#### [DOCUMENT]
Selfies as Film Can Lead to Good Mental Health

My films, as a positive psychologist, turned filmmaker, are carefully designed to connect with young people and to arouse feelings and memories in adults. They are raw and real, as much of the filming is done by the actress with her own iphone, augmented at times with a B-roll team of camera people. Is the lighting perfect? No. Is the sound totally even? No. Do the films teach, give hope, tell a real slice of life so touching that the audience laughs and sighs from deep in their bellies? Yes. I am very proud of my films as they represent a true bridge between the authentic ‘self’ that we all need to stay in touch with, within ourselves, for good mental health and the integration of selfies into film making. How does this happen? On at least two levels:
1. For the actor, using an iphone or android to record his part, doing this on his own, in a private space after directing has taken place, lets his open up in a more intimate, personal fashion than when a crew is around. If the actor is more intensely engaged in his character and more at ease, then the audience will feel this intensity and more depth is achieved in the film.
2. For the audience the deeper the authenticity on the screen, the more they are captivated and drawn in. That is important for the work I do is not just an art form, it is literally to save lives. As a psychologist I know the angst and pain that can go with growing up. I know that not only do kids, tweens and teens need help in understanding the process of growing up, but so do their parents and teachers.
So to make films that drawn you in as deeply as possible and at the same time arouse interest in serious subjects that need to be handled and understood as we grow up is a win-win for everyone.

My films are reminders of hope and courage in all the angst and despair one may feel growing up. ‘The Truth, Falling in Love’ and ‘Secrets, are teaching films in that we get to understand adolescence better. Grown-ups have simply forgotten many of the emotional aches and pains of growing up. They need to be reminded. Kids are living these moods and emotions right now, but don’t know how to evaluate how they feel and often don’t know how to reach solutions to challenging situations they are in. My films help both kids and adults by providing the information they need. For example, in ‘Secrets, A Coming of Age, Selfie Film’, based on themes in Secrets, Diary of a Gutsy Teen, the girl is filled with normal feelings of jealousy and worry as she waits for her mom to have a baby. Two things happen that are important. When she sees the baby she realizes she has the capacity for positive feelings toward her new sister. Also, her mom is smart and makes her feel that she is still extremely important and loved. This is learning material. Watching the film and discussing it helps kids and adults see how our emotions shift and can move from hurt and jealousy to affection and caring. Also, we learn how important it is for parents to say the right things at the right time.”

#### [GIVEN RECORDS]
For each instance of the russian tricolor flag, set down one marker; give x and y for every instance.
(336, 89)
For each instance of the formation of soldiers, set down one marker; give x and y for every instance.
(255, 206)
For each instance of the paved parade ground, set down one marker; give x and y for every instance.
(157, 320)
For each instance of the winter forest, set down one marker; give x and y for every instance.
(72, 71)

#### [WRITTEN REQUEST 1]
According to the selfie film article, what is the girl in 'Secrets, A Coming of Age, Selfie Film' waiting for?
#### [WRITTEN REQUEST 2]
Write out the selfie film article between "2. For the audience" and "win-win for everyone.", inclusive, switching "angst and pain" to "fear and pain".

#### [TASK RESULT 1]
She is waiting for her mom to have a baby.

#### [TASK RESULT 2]
2. For the audience the deeper the authenticity on the screen, the more they are captivated and drawn in. That is important for the work I do is not just an art form, it is literally to save lives. As a psychologist I know the fear and pain that can go with growing up. I know that not only do kids, tweens and teens need help in understanding the process of growing up, but so do their parents and teachers.
So to make films that drawn you in as deeply as possible and at the same time arouse interest in serious subjects that need to be handled and understood as we grow up is a win-win for everyone.